● **WHAT TO PRODUCE**: Please return each of the entries below exactly as they appear.

● **SUPPLIED DATA**:
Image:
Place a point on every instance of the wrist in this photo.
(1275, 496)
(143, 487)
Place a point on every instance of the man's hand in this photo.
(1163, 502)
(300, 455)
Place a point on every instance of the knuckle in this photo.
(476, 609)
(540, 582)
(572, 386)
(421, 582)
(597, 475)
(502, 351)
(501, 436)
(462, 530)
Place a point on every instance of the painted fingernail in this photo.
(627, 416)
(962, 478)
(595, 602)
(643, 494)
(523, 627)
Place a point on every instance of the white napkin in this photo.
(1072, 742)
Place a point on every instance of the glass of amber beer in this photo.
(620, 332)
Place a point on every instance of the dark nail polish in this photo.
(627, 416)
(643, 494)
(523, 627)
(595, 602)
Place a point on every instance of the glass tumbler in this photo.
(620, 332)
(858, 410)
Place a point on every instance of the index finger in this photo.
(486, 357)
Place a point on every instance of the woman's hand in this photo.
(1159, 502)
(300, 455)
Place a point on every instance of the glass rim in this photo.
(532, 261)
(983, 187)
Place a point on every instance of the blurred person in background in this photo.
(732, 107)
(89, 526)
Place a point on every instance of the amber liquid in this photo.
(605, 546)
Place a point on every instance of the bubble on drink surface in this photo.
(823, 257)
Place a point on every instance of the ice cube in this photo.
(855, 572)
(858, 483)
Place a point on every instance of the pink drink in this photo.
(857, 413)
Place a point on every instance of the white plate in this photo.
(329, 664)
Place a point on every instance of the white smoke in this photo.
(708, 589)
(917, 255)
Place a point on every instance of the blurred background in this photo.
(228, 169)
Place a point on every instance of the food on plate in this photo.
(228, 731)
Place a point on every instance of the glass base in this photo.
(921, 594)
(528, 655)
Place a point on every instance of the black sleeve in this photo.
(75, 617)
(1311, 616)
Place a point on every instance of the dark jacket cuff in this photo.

● **FINISHED EXERCISE**:
Image:
Place a point on every instance of the wrist in this photo.
(1275, 496)
(143, 487)
Place a point on every instance of the man's hand in this photo.
(1163, 502)
(300, 455)
Place a point on every instance of the knuckle in this photo.
(476, 609)
(540, 582)
(572, 386)
(421, 582)
(597, 475)
(502, 351)
(501, 436)
(462, 530)
Place a point on every instance of the painted fingernail in this photo.
(627, 416)
(962, 478)
(595, 602)
(643, 494)
(523, 627)
Place a point on every instance of the white napkin in this photo.
(1072, 742)
Place a point on every instance of the glass of amber beer in this photo.
(620, 332)
Place a point on every instance of the dark nail polish in this photo.
(627, 416)
(643, 494)
(523, 627)
(595, 602)
Place a point on every instance of the glass tumbler in this photo.
(620, 332)
(858, 410)
Place a point on every instance of the index finger in this photo.
(486, 357)
Place a point on every instance of the woman's hand in this photo.
(1159, 502)
(300, 455)
Place a point on every instance of the glass rim in this photo.
(532, 261)
(983, 187)
Place a point on every instance of the blurred person in background in this photo.
(732, 107)
(89, 526)
Place a point on every instance of the amber liquid in this photo.
(605, 546)
Place a point on every instance of the bubble on drink surface in this photo.
(823, 257)
Place a point on every instance of the ice cube in this photo.
(855, 572)
(858, 483)
Place a point on every instance of the pink drink in this photo.
(857, 413)
Place a point on every instance of the white plate in this photo.
(329, 664)
Place a point on every instance of the white smoke in this photo.
(708, 589)
(917, 255)
Place a point on every instance of the blurred background in this photo.
(228, 169)
Place a point on every instance of the food on plate in this photo.
(228, 731)
Place a point on every instance of the glass base in this photo.
(921, 594)
(528, 655)
Place a point on every instance of the black sleeve in this photo.
(75, 617)
(1311, 616)
Place a point on every instance of the dark jacket cuff in this photo.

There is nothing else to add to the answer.